It is Abu Ghanem's native neighbourhood, but the fighting has forced his family to leave several times.

"Back and forth, back and forth, sometimes we can go back to our houses, sometimes we go and sit in the open," said Abu Ghanem, who is his sixties.

His family cannot afford to leave the city and rent a home elsewhere.

"Sometimes there's no bread, sometimes there's no flour, sometimes there's nothing to eat," he said.

He sat cross-legged on a blue wicker mat inside his simple home, dragging on a cigarette as relatives lit a small camping stove to begin cooking.

Air strikes and bombardment regularly shake the walls of his house, whose glass windows have long since shattered.

"In the middle of the night, the children wake up and ask for bread because they are hungry," Abu Ghanem said.

"We're living on the front line in the middle of fear and terror."

His wife, Umm Ghanem, would rather leave the area.

"Should we stay here to die?" she asked angrily of her husband. "We don't know when a mine could explode. We're holding our lives in our hands."

When Fatima Ahmed's family fled their home in the western Al Romaniya district, they headed to a camp for the displaced, like thousands of other civilians from Raqqa.

But she said it was impossible to survive at the camp without money to buy basic necessities, so they headed back to Al Sabahiya.

"We're staying here, what can we do? We don't have the money to leave," she said.

Conditions in the camps for the displaced scattered across Raqqa province are harsh, according to UN agencies and the International Committee of the Red Cross.

Food and clean water are difficult to access, displaced families struggle in the blistering heat, and even the most basic medicine is often unavailable.

That leaves Raqqa natives like Fatima torn between being unable to afford life in the camp and trying to keep their families safe.

====================

In the passage about civilians in Raqqa, why did Fatima Ahmed's family leave the camp for the displaced and return to Al Sabahiya?

→ **Extracted records**
====================

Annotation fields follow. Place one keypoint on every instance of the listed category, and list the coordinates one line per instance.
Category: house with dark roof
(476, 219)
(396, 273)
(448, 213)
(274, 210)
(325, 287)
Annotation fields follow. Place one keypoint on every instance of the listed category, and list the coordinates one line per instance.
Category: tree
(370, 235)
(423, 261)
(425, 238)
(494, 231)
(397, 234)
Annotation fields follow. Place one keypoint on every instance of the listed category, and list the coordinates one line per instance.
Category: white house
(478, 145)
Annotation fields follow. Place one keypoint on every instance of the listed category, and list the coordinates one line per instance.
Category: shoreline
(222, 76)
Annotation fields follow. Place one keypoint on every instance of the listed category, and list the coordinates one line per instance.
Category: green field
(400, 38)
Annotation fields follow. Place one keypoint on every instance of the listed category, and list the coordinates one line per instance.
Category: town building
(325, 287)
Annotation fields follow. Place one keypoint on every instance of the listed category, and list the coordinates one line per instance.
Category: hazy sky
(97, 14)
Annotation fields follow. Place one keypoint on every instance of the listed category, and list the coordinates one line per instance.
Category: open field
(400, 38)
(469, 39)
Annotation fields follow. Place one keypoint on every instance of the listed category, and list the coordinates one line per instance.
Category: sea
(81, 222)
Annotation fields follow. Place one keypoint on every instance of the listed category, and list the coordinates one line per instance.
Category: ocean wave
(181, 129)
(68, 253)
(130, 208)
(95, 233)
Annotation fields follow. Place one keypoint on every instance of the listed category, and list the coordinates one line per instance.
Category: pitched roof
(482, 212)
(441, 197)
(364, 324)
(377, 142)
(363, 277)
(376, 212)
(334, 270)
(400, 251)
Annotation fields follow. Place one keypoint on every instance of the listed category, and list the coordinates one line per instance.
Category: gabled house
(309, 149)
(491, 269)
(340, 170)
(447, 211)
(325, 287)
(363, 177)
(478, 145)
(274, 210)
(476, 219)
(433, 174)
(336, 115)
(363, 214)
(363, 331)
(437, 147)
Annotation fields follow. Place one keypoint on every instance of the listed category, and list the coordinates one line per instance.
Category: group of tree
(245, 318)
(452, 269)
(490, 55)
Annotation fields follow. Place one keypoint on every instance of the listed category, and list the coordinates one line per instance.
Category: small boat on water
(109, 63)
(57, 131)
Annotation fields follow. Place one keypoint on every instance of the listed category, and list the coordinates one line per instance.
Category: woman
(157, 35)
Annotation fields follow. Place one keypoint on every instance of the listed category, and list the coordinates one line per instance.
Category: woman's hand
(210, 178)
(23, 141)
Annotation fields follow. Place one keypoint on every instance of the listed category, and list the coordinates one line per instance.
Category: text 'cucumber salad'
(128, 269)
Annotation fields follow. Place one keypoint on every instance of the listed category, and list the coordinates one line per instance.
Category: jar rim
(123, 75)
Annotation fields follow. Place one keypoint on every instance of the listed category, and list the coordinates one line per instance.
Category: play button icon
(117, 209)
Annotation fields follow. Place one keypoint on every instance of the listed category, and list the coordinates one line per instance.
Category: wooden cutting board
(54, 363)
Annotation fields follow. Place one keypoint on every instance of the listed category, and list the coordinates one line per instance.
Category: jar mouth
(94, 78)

====================

→ **Solution to the exercise**
She said it was impossible to survive at the camp without money to buy basic necessities.